Defining Arens’ space using diagrams

Posted on April 16, 2023 by Dan Ma

2

One way to define the Arens’ space is a 2-step approach, which is the quotient space approach. The first step is to identify an Euclidean plane consisting of convergent sequences (usually conveniently situated in the two-dimensional plane). The second step is to collapse certain points to make it a quotient space. Another way is to define the space directly, usually using an appropriate subset of the plane (of course, the resulting space is not an Euclidean space). We demonstrate both approaches using diagrams. In the first approach, we use two diagrams, the first one showing what the Euclidean space should look like, the second showing the resulting Arens’ space after certain points are identified. In the second approach, only one diagram is used (the standalone approach). The two-step approach is actually more informative since the quotient space of a separable metric space is a sequential space.

The following diagrams define the spaces without identifying specific points or locations in the Euclidean plane. The diagrams only indicate how the points relate to one another. For a definition of Arens’ space using the quotient space approach using specific points in the plane, see here. For a definition without connection to quotient space, see here. The red diagram and the blue diagram are for the quotient space approach (two-step). The pink diagram is the standalone approach.

The Arens’ space as discussed here is related to the Arens-Fort space, example 26 in Counterexamples in Topology [2].

● ● ● ●

• [TO BE DONE] Condense the paragraph of the Arens' space text above that begins "One way to define the Arens' space" into a short bulleted list of its main points.

• [PROVIDED DATA]
● ● ● ●

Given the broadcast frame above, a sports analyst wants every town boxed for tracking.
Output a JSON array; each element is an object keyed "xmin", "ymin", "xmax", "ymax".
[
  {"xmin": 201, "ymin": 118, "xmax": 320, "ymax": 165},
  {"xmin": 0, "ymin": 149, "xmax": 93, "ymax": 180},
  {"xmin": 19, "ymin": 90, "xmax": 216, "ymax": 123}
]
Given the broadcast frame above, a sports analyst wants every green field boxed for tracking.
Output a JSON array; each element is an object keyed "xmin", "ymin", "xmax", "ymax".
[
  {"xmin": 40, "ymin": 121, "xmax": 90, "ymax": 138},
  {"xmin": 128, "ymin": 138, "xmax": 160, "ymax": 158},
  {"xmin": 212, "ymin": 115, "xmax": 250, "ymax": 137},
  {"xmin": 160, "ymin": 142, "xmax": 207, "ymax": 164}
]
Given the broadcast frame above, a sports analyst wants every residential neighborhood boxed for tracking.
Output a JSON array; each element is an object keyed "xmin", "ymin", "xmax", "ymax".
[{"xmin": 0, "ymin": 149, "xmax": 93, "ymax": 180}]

● ● ● ●

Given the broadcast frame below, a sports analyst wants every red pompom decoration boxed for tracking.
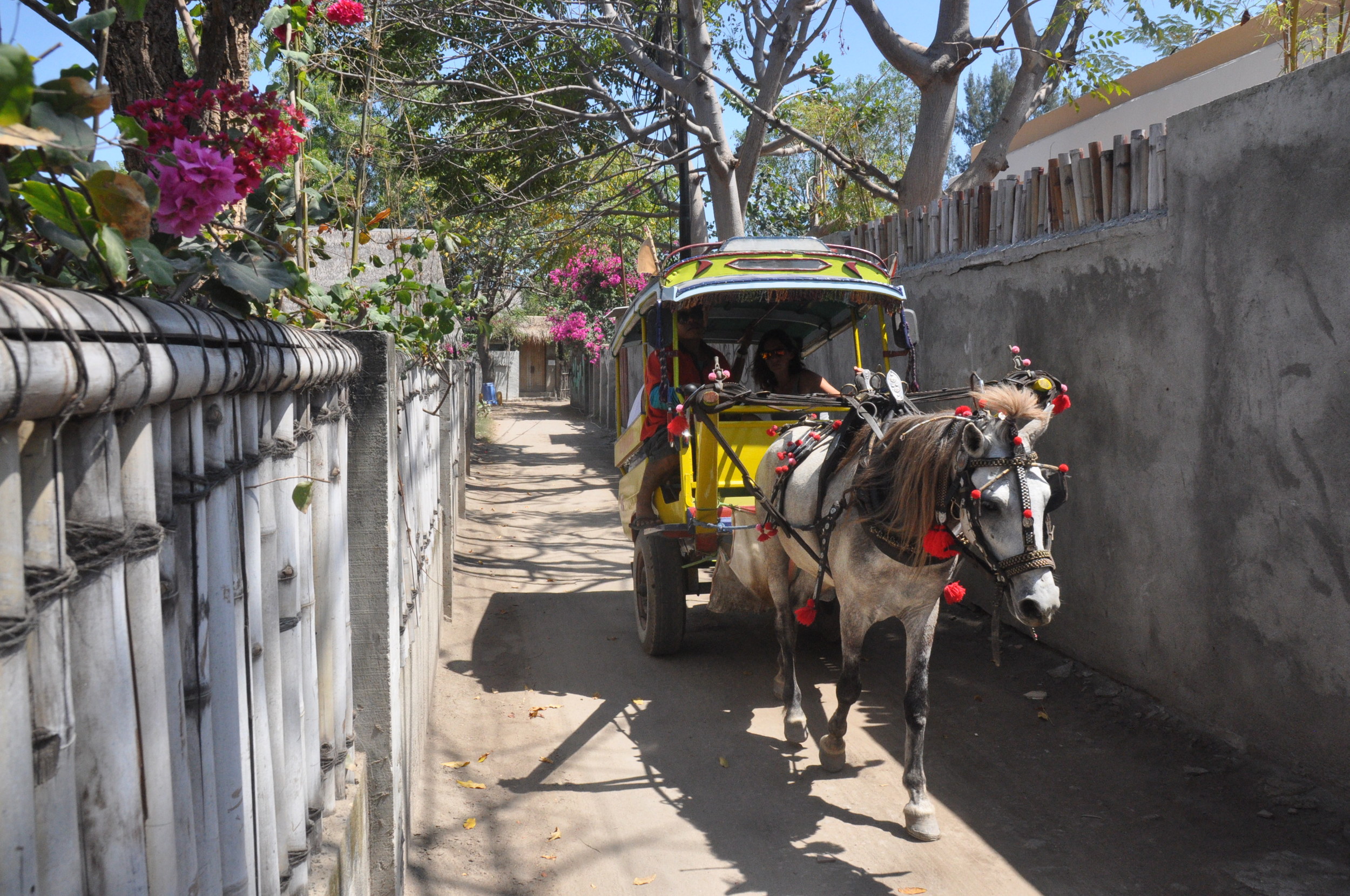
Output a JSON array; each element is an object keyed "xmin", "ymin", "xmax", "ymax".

● ● ● ●

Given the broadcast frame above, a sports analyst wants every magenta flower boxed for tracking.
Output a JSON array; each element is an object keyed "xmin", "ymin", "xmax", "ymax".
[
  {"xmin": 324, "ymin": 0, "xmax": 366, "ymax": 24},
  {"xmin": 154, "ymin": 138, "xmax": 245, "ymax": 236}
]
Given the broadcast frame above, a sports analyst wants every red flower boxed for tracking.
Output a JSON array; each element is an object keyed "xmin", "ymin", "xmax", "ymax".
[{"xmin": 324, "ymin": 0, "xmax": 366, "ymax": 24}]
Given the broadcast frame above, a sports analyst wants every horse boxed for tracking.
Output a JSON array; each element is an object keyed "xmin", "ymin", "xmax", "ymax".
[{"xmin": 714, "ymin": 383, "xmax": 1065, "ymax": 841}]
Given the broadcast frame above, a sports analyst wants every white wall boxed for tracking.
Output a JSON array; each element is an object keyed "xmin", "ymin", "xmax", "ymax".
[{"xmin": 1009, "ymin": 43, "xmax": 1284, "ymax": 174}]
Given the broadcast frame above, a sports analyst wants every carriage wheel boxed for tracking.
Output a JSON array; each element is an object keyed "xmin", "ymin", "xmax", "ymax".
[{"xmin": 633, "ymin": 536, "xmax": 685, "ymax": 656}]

● ● ● ●

• [EXERCISE RESULT]
- Arens' space can be defined in two ways.
- The two-step (quotient space) approach first identifies a Euclidean plane made of convergent sequences, usually placed in the two-dimensional plane. It then collapses certain points to form a quotient space.
- The direct approach defines the space straight away, usually from a suitable subset of the plane. The result is not a Euclidean space.
- Both approaches are shown with diagrams. The two-step approach uses two: one shows the Euclidean space, and the other shows the Arens' space after certain points are identified. The standalone approach uses one.
- The two-step approach is more informative, since the quotient space of a separable metric space is a sequential space.